EXTRAIT À LIRE -
****

La politique régionale de la Turquie contribue à son isolement

Le mardi 24 novembre, l’aviation turque abattait en plein vol un bombardier russe aux alentours de la frontière syro‐turque. Depuis lors, comme par une sorte d’enchaînement mécanique, nous assistons à un virulent bras‐de‐fer diplomatique entre Moscou et Ankara, assorti d’un jeu de sanctions économiques russes à l’encontre de la Turquie. On peut légitimement se demander pourquoi les autorités turques ont pris une décision aussi grave, qui, non seulement, semble aller à l’encontre des intérêts nationaux du pays mais risque aussi d’être un facteur de déstabilisation supplémentaire dans une région déjà en proie au chaos. Deux hypothèses principales peuvent être formulées.

****

(Enregistrements conservés)
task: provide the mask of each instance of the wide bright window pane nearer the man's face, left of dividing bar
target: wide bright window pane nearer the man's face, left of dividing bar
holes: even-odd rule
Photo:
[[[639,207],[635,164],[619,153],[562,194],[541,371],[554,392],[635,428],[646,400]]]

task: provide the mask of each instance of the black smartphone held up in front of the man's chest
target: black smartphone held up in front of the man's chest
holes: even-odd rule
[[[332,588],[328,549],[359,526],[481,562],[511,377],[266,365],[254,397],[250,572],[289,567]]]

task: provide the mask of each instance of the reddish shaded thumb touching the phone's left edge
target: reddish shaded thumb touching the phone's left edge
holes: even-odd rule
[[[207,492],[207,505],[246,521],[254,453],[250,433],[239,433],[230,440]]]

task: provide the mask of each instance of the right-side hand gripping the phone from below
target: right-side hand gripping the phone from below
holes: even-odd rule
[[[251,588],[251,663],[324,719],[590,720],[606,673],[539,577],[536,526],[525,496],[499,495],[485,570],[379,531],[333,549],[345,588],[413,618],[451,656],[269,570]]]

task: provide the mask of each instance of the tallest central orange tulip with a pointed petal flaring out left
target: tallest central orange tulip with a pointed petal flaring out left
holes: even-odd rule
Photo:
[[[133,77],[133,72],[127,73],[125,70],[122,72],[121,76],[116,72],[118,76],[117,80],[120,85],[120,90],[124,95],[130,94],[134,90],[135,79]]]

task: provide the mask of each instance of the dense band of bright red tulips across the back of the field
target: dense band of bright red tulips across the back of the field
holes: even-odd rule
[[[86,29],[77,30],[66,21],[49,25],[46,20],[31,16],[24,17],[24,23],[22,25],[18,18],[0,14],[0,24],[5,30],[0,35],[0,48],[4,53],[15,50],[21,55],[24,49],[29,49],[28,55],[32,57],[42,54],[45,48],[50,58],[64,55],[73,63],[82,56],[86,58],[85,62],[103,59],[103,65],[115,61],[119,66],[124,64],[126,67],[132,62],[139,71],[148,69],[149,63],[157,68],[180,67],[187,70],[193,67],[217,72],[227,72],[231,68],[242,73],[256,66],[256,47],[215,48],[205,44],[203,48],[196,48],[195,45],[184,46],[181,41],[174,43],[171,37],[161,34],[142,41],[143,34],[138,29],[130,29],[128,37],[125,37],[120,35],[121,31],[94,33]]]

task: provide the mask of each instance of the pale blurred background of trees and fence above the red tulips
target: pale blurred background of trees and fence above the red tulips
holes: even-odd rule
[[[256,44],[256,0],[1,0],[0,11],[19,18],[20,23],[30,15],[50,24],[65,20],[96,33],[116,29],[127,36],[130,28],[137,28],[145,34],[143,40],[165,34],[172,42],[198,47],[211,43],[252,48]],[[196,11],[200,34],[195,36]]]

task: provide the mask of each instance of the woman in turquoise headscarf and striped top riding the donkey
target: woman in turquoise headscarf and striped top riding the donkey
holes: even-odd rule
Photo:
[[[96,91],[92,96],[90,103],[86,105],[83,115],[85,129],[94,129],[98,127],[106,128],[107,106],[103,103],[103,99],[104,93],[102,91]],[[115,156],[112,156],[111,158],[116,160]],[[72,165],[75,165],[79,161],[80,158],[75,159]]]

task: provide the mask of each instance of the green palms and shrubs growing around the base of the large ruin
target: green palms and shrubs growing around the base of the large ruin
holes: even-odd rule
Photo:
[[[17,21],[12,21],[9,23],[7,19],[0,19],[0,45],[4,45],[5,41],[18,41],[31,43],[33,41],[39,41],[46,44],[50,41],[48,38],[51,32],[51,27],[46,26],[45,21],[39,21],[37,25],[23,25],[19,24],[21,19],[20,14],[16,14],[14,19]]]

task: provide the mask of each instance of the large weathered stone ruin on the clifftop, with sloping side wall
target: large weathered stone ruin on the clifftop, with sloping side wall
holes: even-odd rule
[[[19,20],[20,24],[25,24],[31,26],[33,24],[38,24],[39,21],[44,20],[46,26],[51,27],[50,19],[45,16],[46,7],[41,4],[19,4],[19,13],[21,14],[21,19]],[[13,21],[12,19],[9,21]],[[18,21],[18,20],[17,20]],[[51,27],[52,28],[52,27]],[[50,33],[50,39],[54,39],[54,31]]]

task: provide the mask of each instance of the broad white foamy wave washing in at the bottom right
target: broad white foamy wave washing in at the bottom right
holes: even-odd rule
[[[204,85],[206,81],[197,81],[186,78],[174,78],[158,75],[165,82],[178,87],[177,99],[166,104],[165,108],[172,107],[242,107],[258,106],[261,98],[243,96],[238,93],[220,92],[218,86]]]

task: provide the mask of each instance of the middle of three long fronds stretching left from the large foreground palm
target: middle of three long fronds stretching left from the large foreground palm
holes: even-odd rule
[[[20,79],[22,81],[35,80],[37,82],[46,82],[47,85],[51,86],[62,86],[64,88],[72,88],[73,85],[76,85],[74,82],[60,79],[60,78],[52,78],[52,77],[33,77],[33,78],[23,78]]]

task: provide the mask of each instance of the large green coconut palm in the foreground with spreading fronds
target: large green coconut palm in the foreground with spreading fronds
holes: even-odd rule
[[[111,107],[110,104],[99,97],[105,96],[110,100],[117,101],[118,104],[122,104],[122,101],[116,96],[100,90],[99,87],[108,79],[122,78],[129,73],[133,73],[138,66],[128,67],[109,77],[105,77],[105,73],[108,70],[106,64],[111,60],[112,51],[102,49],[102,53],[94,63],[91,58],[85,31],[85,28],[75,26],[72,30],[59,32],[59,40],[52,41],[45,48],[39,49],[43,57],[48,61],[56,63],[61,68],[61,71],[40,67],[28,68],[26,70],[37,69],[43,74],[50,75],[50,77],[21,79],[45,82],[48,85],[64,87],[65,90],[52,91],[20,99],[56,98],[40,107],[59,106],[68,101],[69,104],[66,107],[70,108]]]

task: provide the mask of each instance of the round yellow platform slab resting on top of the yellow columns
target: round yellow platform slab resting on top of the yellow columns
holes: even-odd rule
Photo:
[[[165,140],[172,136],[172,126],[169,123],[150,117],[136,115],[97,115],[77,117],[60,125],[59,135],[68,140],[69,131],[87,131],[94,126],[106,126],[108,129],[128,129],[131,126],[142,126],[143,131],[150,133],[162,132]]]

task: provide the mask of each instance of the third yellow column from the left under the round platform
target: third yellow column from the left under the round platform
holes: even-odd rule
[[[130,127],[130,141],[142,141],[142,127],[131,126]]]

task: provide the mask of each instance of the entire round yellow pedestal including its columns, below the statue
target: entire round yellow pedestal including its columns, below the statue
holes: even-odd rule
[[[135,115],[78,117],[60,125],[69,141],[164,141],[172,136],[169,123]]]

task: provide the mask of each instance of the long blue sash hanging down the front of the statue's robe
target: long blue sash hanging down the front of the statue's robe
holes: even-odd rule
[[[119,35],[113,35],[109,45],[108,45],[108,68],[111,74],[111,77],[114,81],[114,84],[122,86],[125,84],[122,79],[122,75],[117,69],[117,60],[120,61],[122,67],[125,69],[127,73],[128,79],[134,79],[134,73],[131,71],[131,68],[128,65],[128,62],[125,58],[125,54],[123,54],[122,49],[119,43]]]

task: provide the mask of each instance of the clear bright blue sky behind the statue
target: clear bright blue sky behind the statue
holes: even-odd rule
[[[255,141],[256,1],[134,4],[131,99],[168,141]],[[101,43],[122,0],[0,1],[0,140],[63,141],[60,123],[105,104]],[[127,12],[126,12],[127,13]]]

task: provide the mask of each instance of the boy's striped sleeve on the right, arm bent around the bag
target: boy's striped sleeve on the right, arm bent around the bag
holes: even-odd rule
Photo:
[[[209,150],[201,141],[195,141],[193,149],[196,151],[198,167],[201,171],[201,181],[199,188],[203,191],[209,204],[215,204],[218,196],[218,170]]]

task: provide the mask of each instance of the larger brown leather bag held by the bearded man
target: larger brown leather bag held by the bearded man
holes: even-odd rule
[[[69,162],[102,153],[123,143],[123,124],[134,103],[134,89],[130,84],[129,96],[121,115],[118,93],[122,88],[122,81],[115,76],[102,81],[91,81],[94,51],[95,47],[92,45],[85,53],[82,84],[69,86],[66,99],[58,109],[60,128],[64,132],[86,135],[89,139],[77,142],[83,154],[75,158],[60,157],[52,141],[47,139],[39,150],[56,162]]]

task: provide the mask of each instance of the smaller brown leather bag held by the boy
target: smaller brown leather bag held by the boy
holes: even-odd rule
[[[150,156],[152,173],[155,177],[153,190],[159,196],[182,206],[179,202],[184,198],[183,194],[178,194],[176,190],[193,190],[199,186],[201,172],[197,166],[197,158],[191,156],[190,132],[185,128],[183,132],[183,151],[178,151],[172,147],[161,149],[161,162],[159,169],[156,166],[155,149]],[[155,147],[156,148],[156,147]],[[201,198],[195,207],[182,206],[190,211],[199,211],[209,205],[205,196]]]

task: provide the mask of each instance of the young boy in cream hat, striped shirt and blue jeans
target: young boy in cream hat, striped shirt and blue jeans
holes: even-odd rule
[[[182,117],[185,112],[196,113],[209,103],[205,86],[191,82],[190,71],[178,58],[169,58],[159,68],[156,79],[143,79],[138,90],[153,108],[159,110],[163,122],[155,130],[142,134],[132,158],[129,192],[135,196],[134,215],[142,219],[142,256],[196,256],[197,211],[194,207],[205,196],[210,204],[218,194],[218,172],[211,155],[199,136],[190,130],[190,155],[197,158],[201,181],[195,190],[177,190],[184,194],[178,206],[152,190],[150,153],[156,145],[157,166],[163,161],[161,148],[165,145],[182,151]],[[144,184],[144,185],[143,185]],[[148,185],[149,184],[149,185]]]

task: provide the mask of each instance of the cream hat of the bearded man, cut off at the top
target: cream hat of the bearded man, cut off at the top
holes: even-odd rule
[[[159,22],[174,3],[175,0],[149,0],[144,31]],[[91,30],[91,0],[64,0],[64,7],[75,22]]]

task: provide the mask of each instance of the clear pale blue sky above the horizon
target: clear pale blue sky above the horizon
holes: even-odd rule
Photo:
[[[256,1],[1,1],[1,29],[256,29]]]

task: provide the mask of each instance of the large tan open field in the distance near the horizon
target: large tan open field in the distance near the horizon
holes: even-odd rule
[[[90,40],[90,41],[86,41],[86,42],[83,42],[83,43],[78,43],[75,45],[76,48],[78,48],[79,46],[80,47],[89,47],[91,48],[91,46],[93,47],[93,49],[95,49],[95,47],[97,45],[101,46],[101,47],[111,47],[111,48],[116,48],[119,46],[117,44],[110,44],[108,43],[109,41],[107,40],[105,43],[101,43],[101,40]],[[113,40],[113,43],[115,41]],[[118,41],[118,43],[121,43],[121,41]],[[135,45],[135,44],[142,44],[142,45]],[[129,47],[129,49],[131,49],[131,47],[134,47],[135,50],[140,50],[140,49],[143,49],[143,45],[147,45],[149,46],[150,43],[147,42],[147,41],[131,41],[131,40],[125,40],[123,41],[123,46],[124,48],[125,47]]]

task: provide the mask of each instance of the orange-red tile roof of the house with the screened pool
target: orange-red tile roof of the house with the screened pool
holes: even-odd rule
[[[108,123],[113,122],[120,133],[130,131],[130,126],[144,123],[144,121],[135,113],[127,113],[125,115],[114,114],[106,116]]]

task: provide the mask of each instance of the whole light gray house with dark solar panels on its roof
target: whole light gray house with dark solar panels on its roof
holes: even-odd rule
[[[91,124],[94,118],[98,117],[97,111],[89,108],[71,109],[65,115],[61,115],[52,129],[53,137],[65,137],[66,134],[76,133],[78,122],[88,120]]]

****

EXERCICES À FAIRE -
[1] Les affirmations suivantes concordent-elles avec l'extrait sur la Turquie ? Pour chacune, répondez par oui ou non et citez les mots décisifs de l'extrait à l'identique.
(a) Un bombardier russe a été abattu par l'aviation turque le mardi 24 novembre.
(b) La Turquie a pris des sanctions économiques contre la Russie.
(c) Trois hypothèses principales sont avancées pour expliquer la décision turque.
[2] Reproduisez fidèlement tout le passage de l'extrait sur la Turquie, depuis « Le mardi 24 » jusqu'à « peuvent être formulées. ».

RÉPONSES AUX EXERCICES -
[1]
(a) Oui : « Le mardi 24 novembre, l’aviation turque abattait en plein vol un bombardier russe »
(b) Non : « assorti d’un jeu de sanctions économiques russes à l’encontre de la Turquie »
(c) Non : « Deux hypothèses principales peuvent être formulées. »

[2]
Le mardi 24 novembre, l’aviation turque abattait en plein vol un bombardier russe aux alentours de la frontière syro‐turque. Depuis lors, comme par une sorte d’enchaînement mécanique, nous assistons à un virulent bras‐de‐fer diplomatique entre Moscou et Ankara, assorti d’un jeu de sanctions économiques russes à l’encontre de la Turquie. On peut légitimement se demander pourquoi les autorités turques ont pris une décision aussi grave, qui, non seulement, semble aller à l’encontre des intérêts nationaux du pays mais risque aussi d’être un facteur de déstabilisation supplémentaire dans une région déjà en proie au chaos. Deux hypothèses principales peuvent être formulées.